[Start of section]

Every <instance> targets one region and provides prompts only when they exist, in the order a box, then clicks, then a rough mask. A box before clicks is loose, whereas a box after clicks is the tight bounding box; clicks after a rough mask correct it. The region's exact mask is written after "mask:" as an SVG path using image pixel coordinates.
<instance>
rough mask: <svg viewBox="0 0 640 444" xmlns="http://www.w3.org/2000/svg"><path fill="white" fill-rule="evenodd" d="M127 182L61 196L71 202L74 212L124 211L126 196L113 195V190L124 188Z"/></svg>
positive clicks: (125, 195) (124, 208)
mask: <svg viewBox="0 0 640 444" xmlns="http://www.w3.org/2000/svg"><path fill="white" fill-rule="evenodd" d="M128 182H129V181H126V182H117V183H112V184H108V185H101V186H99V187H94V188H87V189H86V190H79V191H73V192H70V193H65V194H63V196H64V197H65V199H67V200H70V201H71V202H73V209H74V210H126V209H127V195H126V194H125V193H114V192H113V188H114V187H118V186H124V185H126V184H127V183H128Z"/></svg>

[End of section]

Make an exact copy of every record in the listing.

Every <instance> targets one region and provides prompts only when they exist, in the order a box, then clicks, then a rough mask. A box before clicks is loose, whereas a box after clicks is the tight bounding box; clicks after a rough mask correct it. The region's exact mask is written after "mask:" as an SVG path using image pixel coordinates.
<instance>
rough mask: <svg viewBox="0 0 640 444" xmlns="http://www.w3.org/2000/svg"><path fill="white" fill-rule="evenodd" d="M127 182L61 196L71 202L74 212L124 211L126 196L113 195V190L124 188Z"/></svg>
positive clicks: (125, 195) (124, 208)
mask: <svg viewBox="0 0 640 444" xmlns="http://www.w3.org/2000/svg"><path fill="white" fill-rule="evenodd" d="M128 182H129V181H126V182H117V183H112V184H108V185H101V186H99V187H94V188H87V189H86V190H79V191H73V192H70V193H65V194H63V196H64V197H65V199H67V200H70V201H71V202H73V209H74V210H126V209H127V195H126V194H125V193H114V192H113V188H114V187H118V186H124V185H126V184H127V183H128Z"/></svg>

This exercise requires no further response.